▶ **EXTRACTED TEXT**:
General > General Technical Chat
Electroboom: How Right IS Veritasium?! Don't Electrons Push Each Other??
Sredni:
--- Quote from: rfeecs on June 22, 2022, 06:45:53 pm ---
--- Quote from: Sredni on June 22, 2022, 04:53:29 pm ---I was talking about the surface charge: the excess electrons or lack thereof that - along with the original external field generated by the battery - shape the electric field inside the conductor in such a way that it be directed along the conductor axis and will have a magnitude that satisfies Ohm's law in its local form.
--- End quote ---
So what happens with a superconducting wire? Presumably the surface charges make the field inside the wire zero. So what makes the current go?
--- End quote ---
Ah. Superconductors are quantum beasts. (Well, technically even ordinary conduction requires quantum theory to give quantitative agreement).
If we stay in the realm of classical ED, we can consider a perfect conductor as the limit of a resistive conductor for sigma->infinity. You need an infinitesimally small field to make the electrons move. But it can get tricky. Last year (?) Lewin posted a problem with a superconducting ring in a changing magnetic field. Basically what we call Lewin's ring but without resistors. What will happen? Only two people, among all those who were exposed to the problem (and they included several physics professors to which Lewin had emailed the problem) gave the correct solution. One is a professor in a University in Switzerland (IIRC) and the other is George Hniatuk (he has a youtube channel).

▶ **MATERIAL SUPPLIED**:
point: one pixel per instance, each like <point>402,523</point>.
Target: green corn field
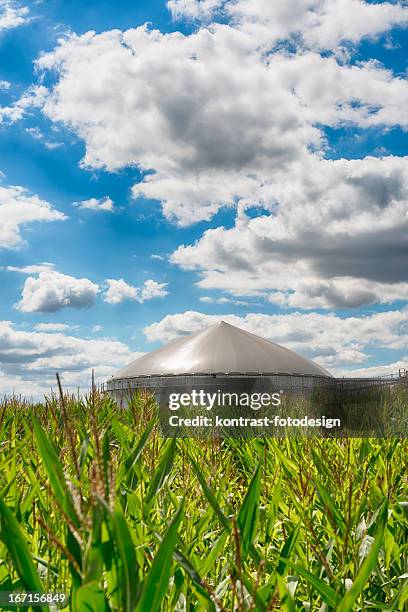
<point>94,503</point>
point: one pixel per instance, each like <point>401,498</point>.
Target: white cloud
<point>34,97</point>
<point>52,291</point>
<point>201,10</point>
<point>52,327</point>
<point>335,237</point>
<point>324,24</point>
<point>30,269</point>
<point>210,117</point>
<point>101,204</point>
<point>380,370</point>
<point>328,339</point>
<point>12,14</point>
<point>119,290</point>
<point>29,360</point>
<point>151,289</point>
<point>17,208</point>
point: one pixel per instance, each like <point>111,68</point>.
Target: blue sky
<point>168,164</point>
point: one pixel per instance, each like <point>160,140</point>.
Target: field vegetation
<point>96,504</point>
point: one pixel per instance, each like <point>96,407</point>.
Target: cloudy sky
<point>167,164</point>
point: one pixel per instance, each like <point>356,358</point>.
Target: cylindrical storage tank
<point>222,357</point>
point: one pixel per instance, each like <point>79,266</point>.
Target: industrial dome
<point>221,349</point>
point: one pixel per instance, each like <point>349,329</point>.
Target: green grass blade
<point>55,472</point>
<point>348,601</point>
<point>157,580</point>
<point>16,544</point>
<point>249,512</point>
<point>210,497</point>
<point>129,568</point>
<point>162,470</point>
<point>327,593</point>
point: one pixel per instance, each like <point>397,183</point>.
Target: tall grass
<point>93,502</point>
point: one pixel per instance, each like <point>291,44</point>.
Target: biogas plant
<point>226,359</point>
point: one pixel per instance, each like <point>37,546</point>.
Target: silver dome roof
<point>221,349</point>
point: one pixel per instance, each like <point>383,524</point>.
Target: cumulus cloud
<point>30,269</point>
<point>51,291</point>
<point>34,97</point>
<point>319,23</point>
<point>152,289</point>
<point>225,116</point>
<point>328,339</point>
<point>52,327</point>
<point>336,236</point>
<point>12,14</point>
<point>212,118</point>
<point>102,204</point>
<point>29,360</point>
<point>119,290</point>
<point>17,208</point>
==
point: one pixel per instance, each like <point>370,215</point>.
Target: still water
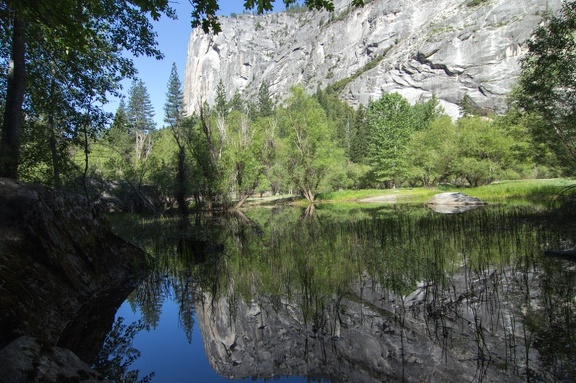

▶ **WHAT NEEDS TO BE DONE**:
Answer these questions from the forum thread:
(a) In Sredni's quoted post, what acts along with the surface charge to shape the electric field inside the conductor?
(b) What kind of wire does rfeecs ask about?
(c) How many people gave the correct solution to the superconducting ring problem Lewin posted?

▶ **EXPECTED OUTPUT**:
(a) The original external field generated by the battery.
(b) A superconducting wire.
(c) Two.